** begin EXCERPT TO READ **

Later, it has been shown that it is possible to use convolutional neural networks off-the-shelf [16]. This is, to use the parameters of a network as learned on a training dataset of different nature than the test dataset. Variations of this approach might use such parameters as initial solution and then perform a fine tuning of them on a training set of similar nature than the test dataset. We, however, use the VGG-m network parameters off-the-shelf as learned on the Imagenet dataset i.e., with no fine tuning. The reason for this is that our dataset is not large enough for conducting an adequate training of the network. Nevertheless, off-the-shelf parameters work well in practice, as shown by our results.

** end EXCERPT TO READ **

■ **TO BE DONE**
Continue the passage on using off-the-shelf convolutional network parameters, starting after its last sentence.

** begin MATERIAL SUPPLIED **

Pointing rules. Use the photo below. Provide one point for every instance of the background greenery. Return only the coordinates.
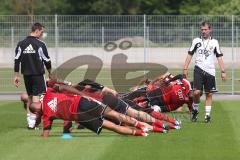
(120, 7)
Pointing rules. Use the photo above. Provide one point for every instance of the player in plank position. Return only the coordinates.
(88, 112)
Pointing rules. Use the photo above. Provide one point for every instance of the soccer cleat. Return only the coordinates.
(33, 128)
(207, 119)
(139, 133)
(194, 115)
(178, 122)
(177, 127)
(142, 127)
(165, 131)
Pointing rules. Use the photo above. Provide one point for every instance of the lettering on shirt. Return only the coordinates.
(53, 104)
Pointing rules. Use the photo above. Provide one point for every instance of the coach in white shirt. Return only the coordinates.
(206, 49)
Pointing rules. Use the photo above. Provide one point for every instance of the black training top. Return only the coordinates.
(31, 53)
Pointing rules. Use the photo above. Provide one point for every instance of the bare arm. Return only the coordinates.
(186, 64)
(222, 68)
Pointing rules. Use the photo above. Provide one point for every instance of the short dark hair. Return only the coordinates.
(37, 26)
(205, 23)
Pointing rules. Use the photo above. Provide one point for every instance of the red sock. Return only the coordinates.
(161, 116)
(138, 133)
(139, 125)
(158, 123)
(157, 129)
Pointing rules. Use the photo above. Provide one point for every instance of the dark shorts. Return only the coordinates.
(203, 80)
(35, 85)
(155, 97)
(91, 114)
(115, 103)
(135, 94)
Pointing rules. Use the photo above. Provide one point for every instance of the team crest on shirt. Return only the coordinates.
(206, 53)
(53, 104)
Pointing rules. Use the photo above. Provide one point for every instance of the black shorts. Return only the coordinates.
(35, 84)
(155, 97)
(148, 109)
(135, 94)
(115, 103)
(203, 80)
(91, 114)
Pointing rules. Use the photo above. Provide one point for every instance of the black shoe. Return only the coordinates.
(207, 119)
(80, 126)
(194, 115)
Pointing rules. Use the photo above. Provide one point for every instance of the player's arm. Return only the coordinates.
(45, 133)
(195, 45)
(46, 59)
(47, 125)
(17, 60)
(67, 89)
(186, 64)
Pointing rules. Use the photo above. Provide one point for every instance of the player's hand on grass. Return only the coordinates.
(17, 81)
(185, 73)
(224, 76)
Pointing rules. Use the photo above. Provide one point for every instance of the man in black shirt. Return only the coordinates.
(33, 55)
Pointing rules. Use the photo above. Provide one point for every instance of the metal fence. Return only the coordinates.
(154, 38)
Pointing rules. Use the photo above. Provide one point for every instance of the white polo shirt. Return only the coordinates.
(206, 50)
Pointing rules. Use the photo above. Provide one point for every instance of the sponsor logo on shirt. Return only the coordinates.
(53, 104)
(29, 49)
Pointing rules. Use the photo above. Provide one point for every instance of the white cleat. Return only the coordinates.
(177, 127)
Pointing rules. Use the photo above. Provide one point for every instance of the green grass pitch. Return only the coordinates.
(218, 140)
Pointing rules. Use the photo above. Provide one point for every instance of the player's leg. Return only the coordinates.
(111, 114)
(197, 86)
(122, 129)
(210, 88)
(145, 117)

** end MATERIAL SUPPLIED **
** begin MATERIAL SUPPLIED **

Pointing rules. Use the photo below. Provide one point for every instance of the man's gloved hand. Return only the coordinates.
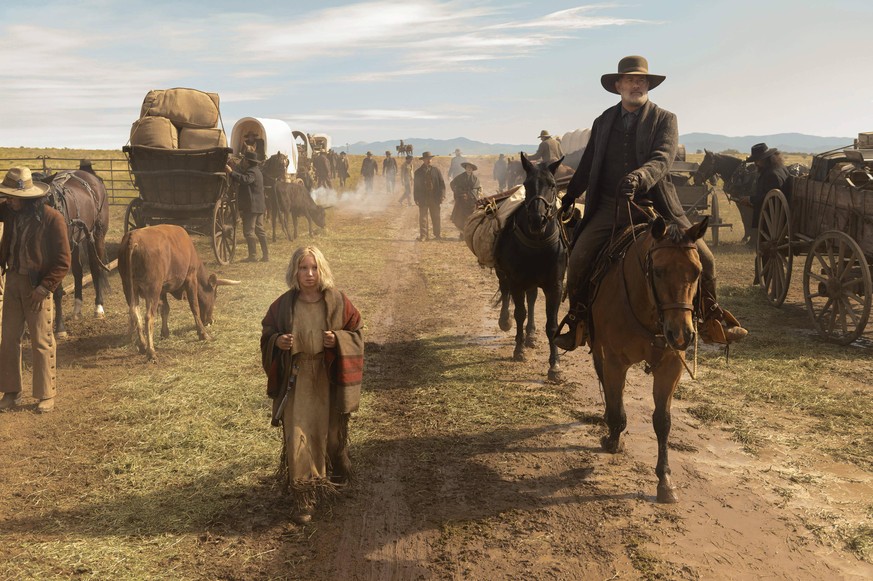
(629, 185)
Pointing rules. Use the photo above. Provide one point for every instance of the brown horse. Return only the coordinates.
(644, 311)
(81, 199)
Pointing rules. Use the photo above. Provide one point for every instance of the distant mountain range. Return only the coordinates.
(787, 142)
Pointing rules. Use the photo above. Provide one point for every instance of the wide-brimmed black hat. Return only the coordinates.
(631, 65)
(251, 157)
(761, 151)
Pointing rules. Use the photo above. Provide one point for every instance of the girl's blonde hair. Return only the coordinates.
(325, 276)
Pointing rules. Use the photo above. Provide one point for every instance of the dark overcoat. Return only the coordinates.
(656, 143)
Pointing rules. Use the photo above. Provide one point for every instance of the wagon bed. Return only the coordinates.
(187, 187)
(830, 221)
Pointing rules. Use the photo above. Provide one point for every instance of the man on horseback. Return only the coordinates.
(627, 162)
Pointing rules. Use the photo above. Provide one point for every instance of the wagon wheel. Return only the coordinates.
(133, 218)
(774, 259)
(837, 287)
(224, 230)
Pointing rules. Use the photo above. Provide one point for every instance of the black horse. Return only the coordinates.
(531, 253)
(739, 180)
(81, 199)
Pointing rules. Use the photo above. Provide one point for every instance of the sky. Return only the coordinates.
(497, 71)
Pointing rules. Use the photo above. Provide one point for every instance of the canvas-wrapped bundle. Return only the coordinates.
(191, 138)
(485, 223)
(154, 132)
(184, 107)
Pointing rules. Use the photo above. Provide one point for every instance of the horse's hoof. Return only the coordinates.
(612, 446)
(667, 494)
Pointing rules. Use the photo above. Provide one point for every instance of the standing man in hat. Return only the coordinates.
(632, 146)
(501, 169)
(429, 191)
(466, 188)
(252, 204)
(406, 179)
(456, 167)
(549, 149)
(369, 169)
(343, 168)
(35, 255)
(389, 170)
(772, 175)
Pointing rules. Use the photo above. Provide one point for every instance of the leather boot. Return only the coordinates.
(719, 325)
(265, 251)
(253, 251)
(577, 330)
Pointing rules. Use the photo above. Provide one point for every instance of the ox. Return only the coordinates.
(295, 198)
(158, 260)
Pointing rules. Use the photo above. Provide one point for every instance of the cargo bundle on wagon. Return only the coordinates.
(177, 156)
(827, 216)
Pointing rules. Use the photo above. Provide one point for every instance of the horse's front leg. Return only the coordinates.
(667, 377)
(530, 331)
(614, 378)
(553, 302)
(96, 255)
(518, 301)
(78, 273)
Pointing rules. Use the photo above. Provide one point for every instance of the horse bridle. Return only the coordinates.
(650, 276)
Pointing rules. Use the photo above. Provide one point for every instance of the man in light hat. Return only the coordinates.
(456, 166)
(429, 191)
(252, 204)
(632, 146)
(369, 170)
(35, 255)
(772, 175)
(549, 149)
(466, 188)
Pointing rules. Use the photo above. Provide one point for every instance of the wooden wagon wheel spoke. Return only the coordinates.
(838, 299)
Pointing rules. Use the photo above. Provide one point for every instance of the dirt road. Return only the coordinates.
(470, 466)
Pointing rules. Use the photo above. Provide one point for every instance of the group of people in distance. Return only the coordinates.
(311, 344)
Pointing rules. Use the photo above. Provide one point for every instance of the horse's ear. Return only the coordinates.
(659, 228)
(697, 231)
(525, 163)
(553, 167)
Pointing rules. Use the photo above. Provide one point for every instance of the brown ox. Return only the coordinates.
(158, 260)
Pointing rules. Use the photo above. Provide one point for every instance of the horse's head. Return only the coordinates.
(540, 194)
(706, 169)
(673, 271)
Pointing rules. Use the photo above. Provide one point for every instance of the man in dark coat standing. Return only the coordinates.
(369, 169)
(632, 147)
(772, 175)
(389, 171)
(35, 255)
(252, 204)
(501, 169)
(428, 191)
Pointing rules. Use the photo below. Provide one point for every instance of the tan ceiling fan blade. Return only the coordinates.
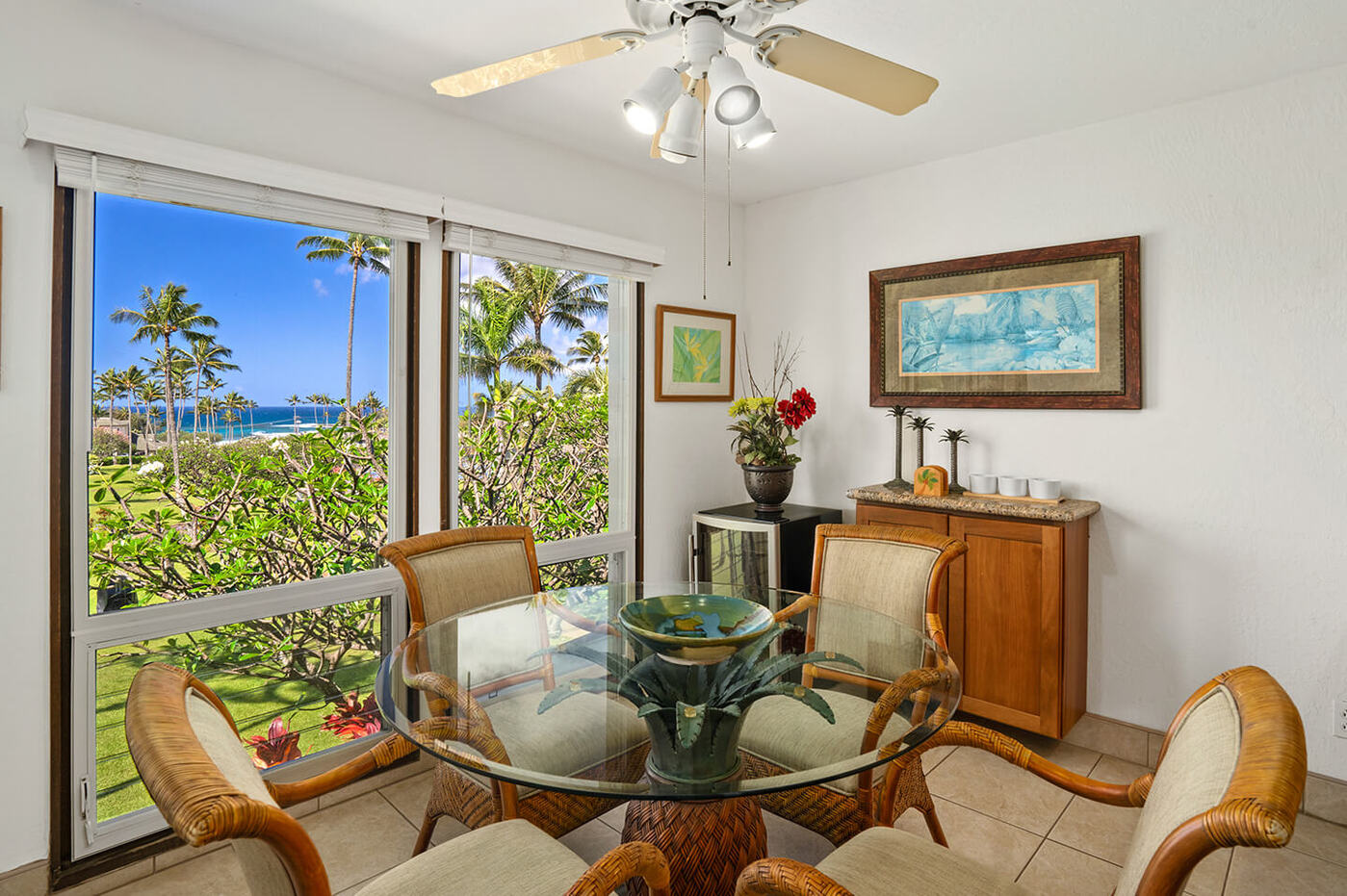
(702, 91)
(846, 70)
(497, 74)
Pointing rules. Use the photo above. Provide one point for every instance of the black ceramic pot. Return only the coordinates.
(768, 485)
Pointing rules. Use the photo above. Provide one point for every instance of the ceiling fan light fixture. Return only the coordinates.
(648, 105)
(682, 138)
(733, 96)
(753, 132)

** end MATERIAL SUPPLIED **

■ **THE ANSWER**
Regarding the processing of Maya hieroglyphs, a retrieval system encoding glyph context information was proposed in [9], where glyphs within a block were converted into a first-order Markov chain, statistical glyph co-occurrence model and shape representation were combined for glyph retrieval. HOOSC [17] descriptor with Bag-of-Words pipeline was used to represent shape feature of glyphs. The proposed system was further evaluated in [8], where two statistical glyph co-occurrence language models extracted from diverse data sources were tested on two different Maya glyph datasets extracted from codices and monuments separately.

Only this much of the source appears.